*Required actions*:
(1) In the piece about Dr. Leila Denmark, in what year did she open her medical practice?
(2) Carry on the piece about Dr. Leila Denmark, picking up right after its final sentence.

Piloting Faith: Why you were born...
A Word for the Day...
Dr. Leila Denmark was an old country doctor who lived up by Lake Lanier in Atlanta. Every day, she would walk from her home over to an old schoolroom. She stepped onto its sagging porch, the floorboards worn smooth from a century of sliding shoes.
She would stick her head through the doorway, glance at the babies inside and ask “who is the next little angel in my waiting room?”
Leila Denmark opened her practice in 1928. Atlanta's first female pediatrician had been healing sick babies for seventy years. When she started out, she recalled, they had no immunization. She treated a set of triplets who eventually died from whooping cough. Their deaths so touch her that she went home and developed a vaccine to prevent the disease, the same vaccine that now protects millions of children worldwide.
At the age of 100, Leila Denmark was still giving lectures at medical conferences. She said, “I took an oath one time to look after sick people and they never told me when to quit.”

*Data extract*:
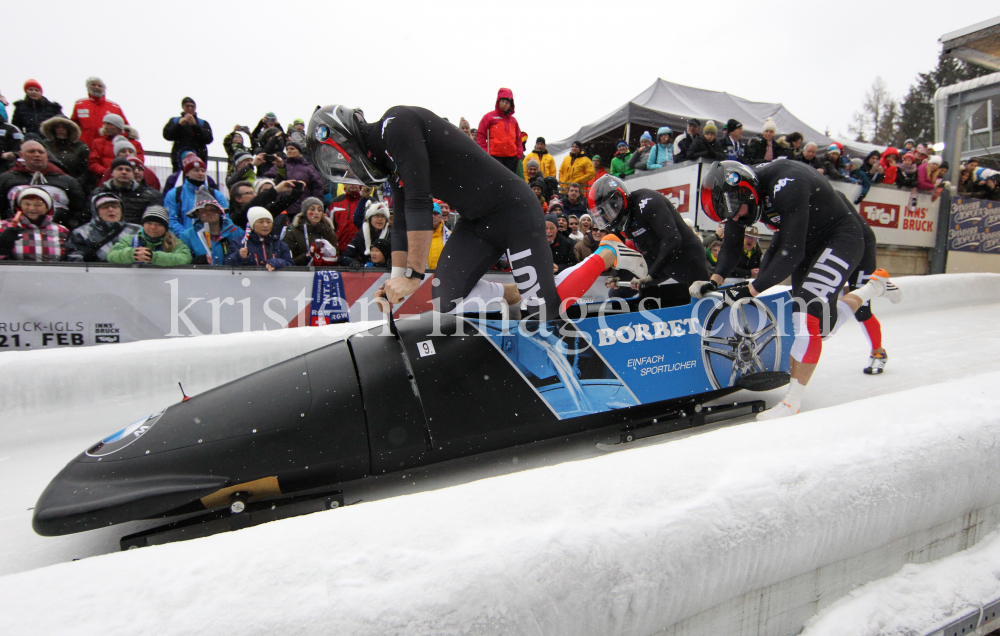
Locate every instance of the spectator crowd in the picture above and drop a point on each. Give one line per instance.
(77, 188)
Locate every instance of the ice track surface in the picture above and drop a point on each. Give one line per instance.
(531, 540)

*Answers by item number*:
(1) 1928

(2)
Most days, the sun had set before Dr. Denmark quit for the day–she often worked ten hours. She did not schedule appointments; she just served whoever showed up. Some people would drive for hours to be there before the clinic opened and would share the advice the doctor had given them with others in the waiting room. No one complained about waiting. They knew that seeing her would not only heal their bodies but being in her presence somehow healed their souls.
In an interview at her retirement at the age of 103, she said, “my parents taught me when I was a little girl that God loves everyone, and if I loved God, then I should too.” Dr. Denmark was 114 years old when she died, the oldest, and perhaps the wisest, doctor who ever lived.
Dr. Ernest Campbell, the former pastor of Riverside Church in New York, once said, “there are two great moments in every human being’s life: the moment when they are born and the moment when they begin to discover why they are born.”
God's great dream for each of us is that we all discover why we were born. What would change in your life if you sought your own wholeness?
- Rev. Cameron Trimble, author of Piloting Church: Helping Your Congregation Take Flight
Prayer for the Week
To the One
who laughingly gave us
language
and absconded
with its limits:
I smile
to think of all
your names
I may never know.
May the God who dwells beyond us
and the God who dwells among us
and the God who calls us to dwell together
bless you now
and always.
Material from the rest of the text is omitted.